» SHORT TASK
Output exactly the lines from the line with "Please give the outline of every instance of the gable" through the end of the records below. Include nothing else.
-- RECORDS FOR PROCESSING start --
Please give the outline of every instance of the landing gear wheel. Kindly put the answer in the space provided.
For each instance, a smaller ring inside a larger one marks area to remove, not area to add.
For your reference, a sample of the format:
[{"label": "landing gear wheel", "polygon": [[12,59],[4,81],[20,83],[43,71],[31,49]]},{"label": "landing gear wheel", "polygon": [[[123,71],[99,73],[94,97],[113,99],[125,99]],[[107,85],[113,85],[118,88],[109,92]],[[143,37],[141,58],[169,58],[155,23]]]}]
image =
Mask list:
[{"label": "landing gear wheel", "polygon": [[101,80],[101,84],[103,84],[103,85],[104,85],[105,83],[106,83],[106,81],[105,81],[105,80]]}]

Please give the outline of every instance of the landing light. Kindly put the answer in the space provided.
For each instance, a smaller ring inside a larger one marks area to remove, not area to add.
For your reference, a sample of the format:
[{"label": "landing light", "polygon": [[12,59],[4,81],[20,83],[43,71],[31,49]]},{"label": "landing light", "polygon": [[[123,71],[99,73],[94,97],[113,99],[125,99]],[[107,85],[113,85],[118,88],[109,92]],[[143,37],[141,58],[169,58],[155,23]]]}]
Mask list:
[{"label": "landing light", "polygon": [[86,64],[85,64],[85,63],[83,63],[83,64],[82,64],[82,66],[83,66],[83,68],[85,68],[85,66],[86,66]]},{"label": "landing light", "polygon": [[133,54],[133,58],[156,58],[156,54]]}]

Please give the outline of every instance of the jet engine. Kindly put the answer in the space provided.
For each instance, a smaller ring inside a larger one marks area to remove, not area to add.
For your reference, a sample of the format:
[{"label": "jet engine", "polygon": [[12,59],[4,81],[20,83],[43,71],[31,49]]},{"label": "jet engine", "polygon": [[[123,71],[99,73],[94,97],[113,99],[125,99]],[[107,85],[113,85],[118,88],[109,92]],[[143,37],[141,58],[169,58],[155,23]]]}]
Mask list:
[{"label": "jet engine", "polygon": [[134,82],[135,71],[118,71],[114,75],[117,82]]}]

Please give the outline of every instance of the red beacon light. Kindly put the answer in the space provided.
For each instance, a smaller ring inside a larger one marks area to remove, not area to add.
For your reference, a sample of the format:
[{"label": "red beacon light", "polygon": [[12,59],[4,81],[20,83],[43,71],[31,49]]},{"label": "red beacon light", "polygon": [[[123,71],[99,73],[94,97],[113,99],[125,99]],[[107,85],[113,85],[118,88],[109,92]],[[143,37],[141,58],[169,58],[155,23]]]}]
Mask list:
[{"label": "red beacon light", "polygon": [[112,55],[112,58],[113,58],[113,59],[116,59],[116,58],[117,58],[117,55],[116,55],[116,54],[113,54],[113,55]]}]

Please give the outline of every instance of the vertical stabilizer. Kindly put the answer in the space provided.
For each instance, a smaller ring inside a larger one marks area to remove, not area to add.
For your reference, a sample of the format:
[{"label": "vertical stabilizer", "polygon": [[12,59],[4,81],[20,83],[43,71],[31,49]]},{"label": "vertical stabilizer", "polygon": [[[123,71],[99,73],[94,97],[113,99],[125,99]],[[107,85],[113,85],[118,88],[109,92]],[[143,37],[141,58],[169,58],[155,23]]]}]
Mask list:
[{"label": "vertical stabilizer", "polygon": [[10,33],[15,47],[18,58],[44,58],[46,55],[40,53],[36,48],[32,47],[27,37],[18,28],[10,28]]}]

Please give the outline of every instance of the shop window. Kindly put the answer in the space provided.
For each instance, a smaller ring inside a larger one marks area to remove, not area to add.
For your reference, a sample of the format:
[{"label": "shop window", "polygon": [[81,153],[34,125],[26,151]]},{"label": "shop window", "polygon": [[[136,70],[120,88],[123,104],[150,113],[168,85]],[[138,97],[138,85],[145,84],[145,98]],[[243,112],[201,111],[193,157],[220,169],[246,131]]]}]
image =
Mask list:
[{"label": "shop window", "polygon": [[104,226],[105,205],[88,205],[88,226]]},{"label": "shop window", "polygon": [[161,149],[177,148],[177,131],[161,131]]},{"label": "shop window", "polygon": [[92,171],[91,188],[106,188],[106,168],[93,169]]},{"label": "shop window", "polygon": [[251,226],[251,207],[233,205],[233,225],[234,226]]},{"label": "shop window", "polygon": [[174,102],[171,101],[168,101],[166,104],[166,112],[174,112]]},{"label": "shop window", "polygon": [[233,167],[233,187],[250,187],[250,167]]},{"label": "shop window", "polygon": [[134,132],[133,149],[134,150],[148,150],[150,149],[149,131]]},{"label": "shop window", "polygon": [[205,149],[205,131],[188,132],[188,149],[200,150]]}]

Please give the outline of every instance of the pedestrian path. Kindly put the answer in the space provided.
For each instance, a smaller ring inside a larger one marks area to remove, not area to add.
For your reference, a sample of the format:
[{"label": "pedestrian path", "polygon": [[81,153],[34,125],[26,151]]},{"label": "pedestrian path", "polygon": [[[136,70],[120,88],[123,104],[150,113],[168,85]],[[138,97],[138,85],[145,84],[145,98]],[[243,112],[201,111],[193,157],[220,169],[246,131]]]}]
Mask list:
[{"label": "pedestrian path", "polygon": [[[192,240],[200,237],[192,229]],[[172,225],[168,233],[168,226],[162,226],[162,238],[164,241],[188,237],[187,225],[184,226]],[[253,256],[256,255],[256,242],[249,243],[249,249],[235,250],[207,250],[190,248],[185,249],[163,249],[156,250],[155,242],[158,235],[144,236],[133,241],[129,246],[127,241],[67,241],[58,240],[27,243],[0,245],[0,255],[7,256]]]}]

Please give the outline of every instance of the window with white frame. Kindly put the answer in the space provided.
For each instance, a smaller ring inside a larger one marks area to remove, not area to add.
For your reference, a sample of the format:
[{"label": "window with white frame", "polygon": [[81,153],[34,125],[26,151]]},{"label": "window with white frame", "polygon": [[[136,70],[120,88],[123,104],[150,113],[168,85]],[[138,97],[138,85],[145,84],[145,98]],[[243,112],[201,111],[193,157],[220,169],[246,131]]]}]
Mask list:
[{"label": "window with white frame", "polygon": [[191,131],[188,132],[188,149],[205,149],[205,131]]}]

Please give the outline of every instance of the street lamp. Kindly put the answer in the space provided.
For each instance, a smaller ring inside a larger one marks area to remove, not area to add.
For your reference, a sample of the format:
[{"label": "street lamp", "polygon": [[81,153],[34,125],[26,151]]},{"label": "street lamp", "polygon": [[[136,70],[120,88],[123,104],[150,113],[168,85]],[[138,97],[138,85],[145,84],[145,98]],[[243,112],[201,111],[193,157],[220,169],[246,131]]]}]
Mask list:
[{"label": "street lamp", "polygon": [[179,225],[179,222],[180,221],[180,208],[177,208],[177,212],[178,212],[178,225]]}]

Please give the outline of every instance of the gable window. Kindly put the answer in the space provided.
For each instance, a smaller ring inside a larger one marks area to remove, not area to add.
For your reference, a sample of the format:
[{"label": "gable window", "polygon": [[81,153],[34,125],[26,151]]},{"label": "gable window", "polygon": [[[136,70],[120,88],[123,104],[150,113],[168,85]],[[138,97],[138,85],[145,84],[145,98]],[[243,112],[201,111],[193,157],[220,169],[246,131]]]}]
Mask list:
-- RECORDS FOR PROCESSING end --
» THE RESPONSE
Please give the outline of every instance of the gable window. Kindly put the answer in the space provided.
For each instance, a smaller ring inside a larger one marks area to remove, not area to add.
For your reference, a sample of the format:
[{"label": "gable window", "polygon": [[81,153],[34,125],[26,151]]},{"label": "gable window", "polygon": [[[136,70],[120,88],[123,104],[150,113],[168,85]],[[138,97],[138,85],[145,84],[145,98]],[[243,112],[201,111],[193,157],[220,169],[246,131]]]}]
Mask list:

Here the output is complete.